» **Objectif**
Présentez les lignes ci-dessous sous forme de liste numérotée, sans les lignes vides. Les images ne doivent pas figurer dans la réponse.

» **Extraits d'un jeu de données d'annotation de localisation**
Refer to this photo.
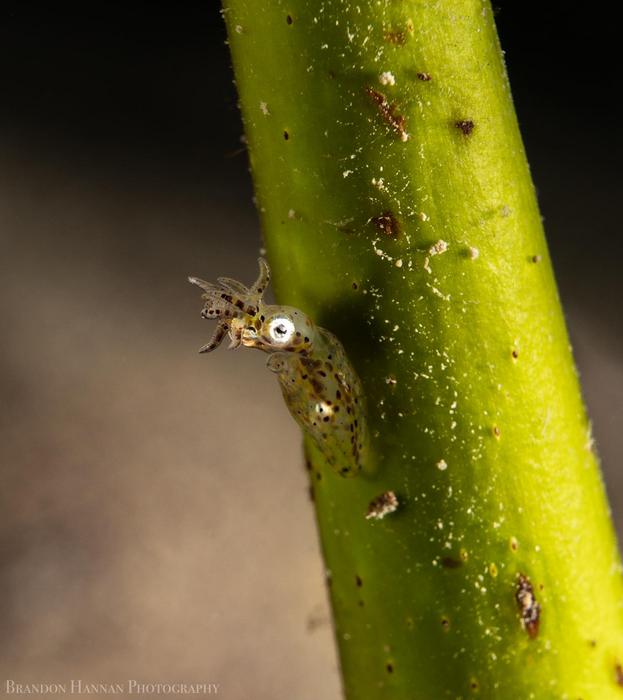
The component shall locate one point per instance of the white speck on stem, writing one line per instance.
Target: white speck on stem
(438, 248)
(387, 78)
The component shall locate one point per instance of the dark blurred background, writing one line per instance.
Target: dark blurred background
(141, 536)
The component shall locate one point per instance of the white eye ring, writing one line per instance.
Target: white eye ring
(281, 329)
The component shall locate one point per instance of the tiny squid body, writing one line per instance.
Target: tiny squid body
(320, 386)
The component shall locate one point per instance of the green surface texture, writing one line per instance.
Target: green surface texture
(398, 212)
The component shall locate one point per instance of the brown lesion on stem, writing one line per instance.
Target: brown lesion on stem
(529, 608)
(387, 224)
(466, 126)
(387, 110)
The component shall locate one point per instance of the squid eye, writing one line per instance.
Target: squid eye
(281, 329)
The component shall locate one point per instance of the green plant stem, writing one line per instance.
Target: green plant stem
(398, 211)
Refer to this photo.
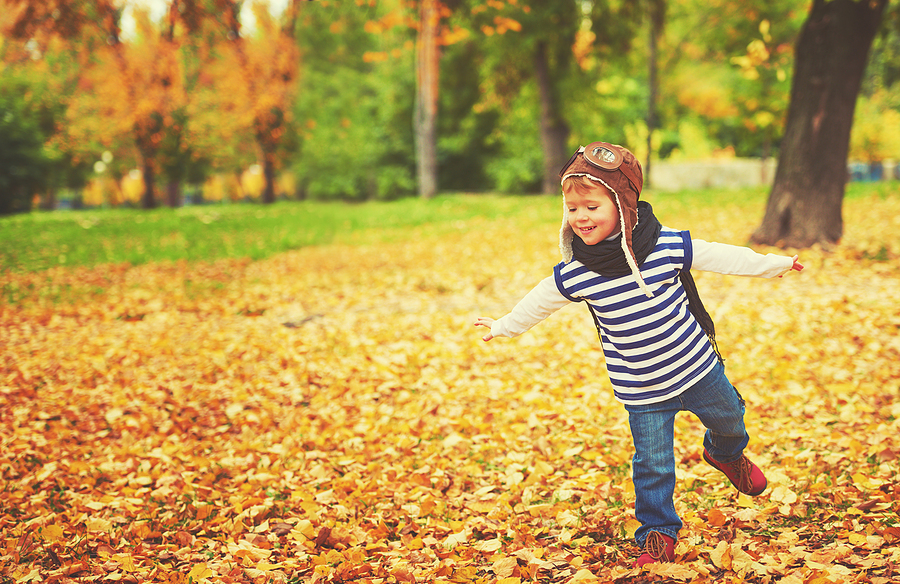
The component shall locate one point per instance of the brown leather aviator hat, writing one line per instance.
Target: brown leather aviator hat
(616, 168)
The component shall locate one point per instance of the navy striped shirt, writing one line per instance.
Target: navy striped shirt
(654, 347)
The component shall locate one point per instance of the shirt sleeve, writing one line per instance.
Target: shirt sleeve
(733, 260)
(543, 300)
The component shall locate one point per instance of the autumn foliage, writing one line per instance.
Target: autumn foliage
(330, 415)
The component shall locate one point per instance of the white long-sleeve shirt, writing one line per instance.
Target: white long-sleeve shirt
(654, 347)
(721, 258)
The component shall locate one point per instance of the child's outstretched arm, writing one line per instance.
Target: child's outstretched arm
(733, 260)
(486, 322)
(797, 265)
(543, 300)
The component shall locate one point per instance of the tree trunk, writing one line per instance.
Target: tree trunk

» **Corrigé**
1. Refer to this photo.
2. The component shall locate one point per instance of the white speck on stem, writing one line per instance.
3. Target: white speck on stem
4. (438, 248)
5. (387, 78)
6. The component shall locate one point per instance of the dark blurred background, writing one line per instance.
7. Target: dark blurred background
8. (141, 536)
9. The component shall locate one point per instance of the white eye ring, writing one line per instance.
10. Target: white eye ring
11. (281, 329)
12. The component shall locate one point per instance of the tiny squid body, writing one line per instance.
13. Target: tiny squid body
14. (320, 386)
15. The component shall locate one point per instance of the green surface texture, writing one line per instance.
16. Target: green surface texture
17. (398, 212)
18. The component shall locate one point per instance of the brown lesion on stem, writing one line per instance.
19. Target: brown lesion on stem
20. (529, 608)
21. (387, 224)
22. (466, 126)
23. (387, 110)
24. The component shall locate one point per instance of the squid eye, writing one line per instance.
25. Target: squid eye
26. (281, 329)
27. The component shall locate one point per instance of the green plant stem, writing one line per instance.
28. Target: green plant stem
29. (398, 211)
30. Refer to this photo.
31. The component shall locate one point per instance of the brown leather aviator hat, writing one line per instance.
32. Target: brown leather aviator hat
33. (616, 168)
34. The component shall locate one point per instance of the navy striped shirt, writing one line per instance.
35. Target: navy striped shirt
36. (654, 347)
37. The component shall locate one point per instance of the shirt sleeve, writing one line per instance.
38. Target: shirt sleeve
39. (733, 260)
40. (543, 300)
41. The component shall locate one point per instance of the autumn foliage, writing one line per instance.
42. Target: autumn foliage
43. (330, 415)
44. The component shall locate one point per instance of the white long-sleeve shirt, writing one line per instance.
45. Target: white long-sleeve shirt
46. (654, 347)
47. (721, 258)
48. The component shall locate one point per instance of the child's outstretched arm, writing one line per instance.
49. Target: child's outstretched arm
50. (733, 260)
51. (486, 322)
52. (797, 265)
53. (543, 300)
54. The component shall locate one point per instance of the tree trunk, writing one line per instance.
55. Target: tree trunk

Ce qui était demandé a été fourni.